**Kaynak Metinden Alıntı:**
***

Abaküs Yazılım
9. Hukuk Dairesi
Esas No: 2013/12845
Karar No: 2014/8279
Karar Tarihi: 13.03.2014

Yargıtay 9. Hukuk Dairesi 2013/12845 Esas 2014/8279 Karar Sayılı İlamı

9. Hukuk Dairesi         2013/12845 E.  ,  2014/8279 K.

    "İçtihat Metni"

    MAHKEMESİ : BAKIRKÖY 24. İŞ MAHKEMESİ
    TARİHİ : 05/09/2013
    NUMARASI : 2013/346-2013/3

    DAVA :Davacı, feshin geçersizliğine ve işe iadesine karar verilmesini istemiştir.
    Yerel mahkeme, isteği hüküm altına almıştır.
    Hüküm süresi içinde davalı avukatı tarafından temyiz edilmiş olmakla, dava dosyası için Tetkik Hakimi tarafından düzenlenen rapor dinlendikten sonra dosya incelendi, gereği konuşulup düşünüldü:

    Y A R G I T A Y K A R A R I
    A) Davacı İsteminin Özeti:
    Davacı vekili, iş sözleşmesinin işverence geçerli nedene dayanmaksızın feshedildiğini ileri sürerek, davacı işçinin işe iadesine karar verilmesini istemiştir.
    B) Davalı Cevabının Özeti:
    Davalı vekili davacının iş akdinin feshinin haklı nedene dayandığını belirterek davanın reddine karar verilmesini talep etmiştir.
    C) Yerel Mahkeme Kararının Özeti:
    Mahkemece, iş sözleşmesinin işverence geçerli neden bulunmaksızın feshedildiği gerekçesiyle davanın kabulüne karar verilmiştir.
    D) Temyiz:
    Kararı davalı vekili temyiz etmiştir.
    E) Gerekçe:
    Davalı işverence feshin haklı ve geçerli olduğu ispatlanmadığından mahkemece feshin geçersizliğine ve davacının işe iadesine karar verilmiş olması dosya içeriğine uygun olmakla birlikte,
    4857 sayılı İş Kanunu’nun 21. maddesi uyarınca, mahkemece feshin geçersizliğine karar verildiğinde, işçinin başvurusu üzerine işveren tarafından bir ay içinde işe başlatılmaz ise, işçiye ödenmek üzere en az 4, an çok 8 aylık ücreti tutarında tazminatın belirlenmesi gerekir. Dairemizin yerleşik uygulaması gereği, iş güvencesi niteliğindeki bu tazminat işçinin kıdemi, fesih sebebi gibi olgular dikkate alınarak belirlenmelidir. Maddenin alt ve üst sınırları aşılamaz. Üst sınırın aşılmasının tek istisnası 6356 sayılı Sendikalar ve Toplu İş Sözleşmesi Kanunu’nun 25. maddesindeki sendikal nedenle yapılan fesihlerdir. Bu kanun yürürlüğe girdikten sonra sendikal nedenle yapılan fesihlerde tazminat; işçinin başvurusu, işe başlatma ve başlatılmama şartına bağlı olmaksızın işçinin en az bir yıllık ücreti tutarında belirlenecektir. Dairemizin uygulaması bu yöndedir. (12.12.2013 gün ve 2013/8422 Esas, 2013/33052 Karar sayılı ilamımız). Dairemiz yıllık ücretli izinle ilgili 53. maddedeki kıdem sürelerini dikkate alarak 6 ay ile 5 yıl arasında kıdemi olan işçi için 4, 5 yıl ile 15 yıl arasında kıdemi olan işçi için 5, 15 yıldan fazla kıdemi olan işçi için 6 aylık ücreti tutarında işe başlatmama tazminatın belirlenmesini öngörmekte, fesih sebebine göre bu miktarlarda azami sınır 8 aya kadar da çıkmaktadır.

***

**Kullanılacak Girdiler:**
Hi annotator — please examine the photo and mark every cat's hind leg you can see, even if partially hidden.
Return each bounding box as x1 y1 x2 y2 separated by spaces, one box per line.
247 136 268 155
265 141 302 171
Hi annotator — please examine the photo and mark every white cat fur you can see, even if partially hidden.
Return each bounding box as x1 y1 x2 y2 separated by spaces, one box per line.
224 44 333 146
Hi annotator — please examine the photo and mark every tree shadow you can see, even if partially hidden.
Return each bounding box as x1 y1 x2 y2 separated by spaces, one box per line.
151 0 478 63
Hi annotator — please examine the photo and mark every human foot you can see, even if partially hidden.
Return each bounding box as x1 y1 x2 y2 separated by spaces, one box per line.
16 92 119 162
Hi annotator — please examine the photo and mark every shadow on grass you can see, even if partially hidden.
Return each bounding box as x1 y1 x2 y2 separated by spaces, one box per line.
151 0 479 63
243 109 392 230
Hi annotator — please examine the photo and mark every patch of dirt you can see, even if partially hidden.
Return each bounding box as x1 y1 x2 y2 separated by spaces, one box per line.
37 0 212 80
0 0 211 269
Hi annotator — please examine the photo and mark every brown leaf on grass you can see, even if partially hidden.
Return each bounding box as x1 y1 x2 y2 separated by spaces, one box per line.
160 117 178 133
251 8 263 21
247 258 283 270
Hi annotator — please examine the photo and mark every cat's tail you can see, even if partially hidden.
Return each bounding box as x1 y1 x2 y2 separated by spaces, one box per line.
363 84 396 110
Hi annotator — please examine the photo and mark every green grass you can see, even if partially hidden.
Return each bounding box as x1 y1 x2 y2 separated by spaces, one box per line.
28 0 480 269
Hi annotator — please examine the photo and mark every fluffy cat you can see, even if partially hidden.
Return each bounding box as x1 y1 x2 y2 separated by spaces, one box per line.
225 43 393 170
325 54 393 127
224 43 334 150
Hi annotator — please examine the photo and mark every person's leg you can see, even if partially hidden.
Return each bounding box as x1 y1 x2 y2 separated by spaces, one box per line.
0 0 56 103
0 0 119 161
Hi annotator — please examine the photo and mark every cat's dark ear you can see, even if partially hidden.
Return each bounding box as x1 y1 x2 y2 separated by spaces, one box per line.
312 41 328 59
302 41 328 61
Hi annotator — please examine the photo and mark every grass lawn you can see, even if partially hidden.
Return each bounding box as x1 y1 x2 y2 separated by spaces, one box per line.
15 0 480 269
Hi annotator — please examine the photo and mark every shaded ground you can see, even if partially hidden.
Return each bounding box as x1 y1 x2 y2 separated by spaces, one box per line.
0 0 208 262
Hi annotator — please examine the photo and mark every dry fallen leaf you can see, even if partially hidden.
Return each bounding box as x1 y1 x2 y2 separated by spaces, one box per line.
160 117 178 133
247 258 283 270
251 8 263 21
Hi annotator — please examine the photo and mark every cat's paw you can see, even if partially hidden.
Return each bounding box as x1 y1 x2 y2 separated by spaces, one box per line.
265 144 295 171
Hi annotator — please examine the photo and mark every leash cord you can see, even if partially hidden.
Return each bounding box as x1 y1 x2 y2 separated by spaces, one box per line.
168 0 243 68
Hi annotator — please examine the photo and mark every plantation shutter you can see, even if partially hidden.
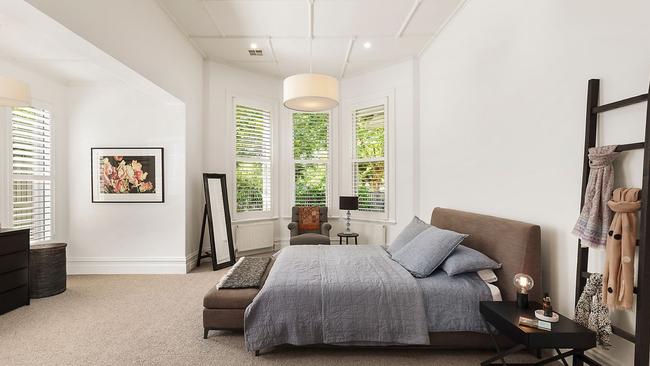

***

**Görevler ve Alıştırmalar:**
1. Yargıtay kararında temyiz edilen hükmü hangi mahkeme vermiştir?
2. Girdilerin ilk satırından başlayıp "363 84 396 110" içeren satıra kadar uzanan satırları, iki uç da dahil, her satıra bir dize düşecek şekilde JSON dize listesi olarak ifade edin; boş satırları listeye almayın.

**Cevaplar:**
1. Bakırköy 24. İş Mahkemesi.

2.
[
  "Hi annotator — please examine the photo and mark every cat's hind leg you can see, even if partially hidden.",
  "Return each bounding box as x1 y1 x2 y2 separated by spaces, one box per line.",
  "247 136 268 155",
  "265 141 302 171",
  "Hi annotator — please examine the photo and mark every white cat fur you can see, even if partially hidden.",
  "Return each bounding box as x1 y1 x2 y2 separated by spaces, one box per line.",
  "224 44 333 146",
  "Hi annotator — please examine the photo and mark every tree shadow you can see, even if partially hidden.",
  "Return each bounding box as x1 y1 x2 y2 separated by spaces, one box per line.",
  "151 0 478 63",
  "Hi annotator — please examine the photo and mark every human foot you can see, even if partially hidden.",
  "Return each bounding box as x1 y1 x2 y2 separated by spaces, one box per line.",
  "16 92 119 162",
  "Hi annotator — please examine the photo and mark every shadow on grass you can see, even if partially hidden.",
  "Return each bounding box as x1 y1 x2 y2 separated by spaces, one box per line.",
  "151 0 479 63",
  "243 109 392 230",
  "Hi annotator — please examine the photo and mark every patch of dirt you can see, even if partially hidden.",
  "Return each bounding box as x1 y1 x2 y2 separated by spaces, one box per line.",
  "37 0 212 80",
  "0 0 211 269",
  "Hi annotator — please examine the photo and mark every brown leaf on grass you can see, even if partially hidden.",
  "Return each bounding box as x1 y1 x2 y2 separated by spaces, one box per line.",
  "160 117 178 133",
  "251 8 263 21",
  "247 258 283 270",
  "Hi annotator — please examine the photo and mark every cat's tail you can see, even if partially hidden.",
  "Return each bounding box as x1 y1 x2 y2 separated by spaces, one box per line.",
  "363 84 396 110"
]